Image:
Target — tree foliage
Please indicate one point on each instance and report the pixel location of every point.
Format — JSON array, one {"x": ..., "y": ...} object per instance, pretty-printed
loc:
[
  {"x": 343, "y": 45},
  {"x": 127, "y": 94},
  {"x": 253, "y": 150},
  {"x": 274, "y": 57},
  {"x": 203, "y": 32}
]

════════

What is asked - Take the material above and return all of it exactly.

Solved problem -
Image:
Target — tree foliage
Please indicate one point on each instance and report the pixel location of every point.
Format — JSON array, one {"x": ..., "y": ...} object per instance, pretty-printed
loc:
[
  {"x": 343, "y": 45},
  {"x": 127, "y": 94},
  {"x": 253, "y": 150},
  {"x": 274, "y": 57},
  {"x": 203, "y": 32}
]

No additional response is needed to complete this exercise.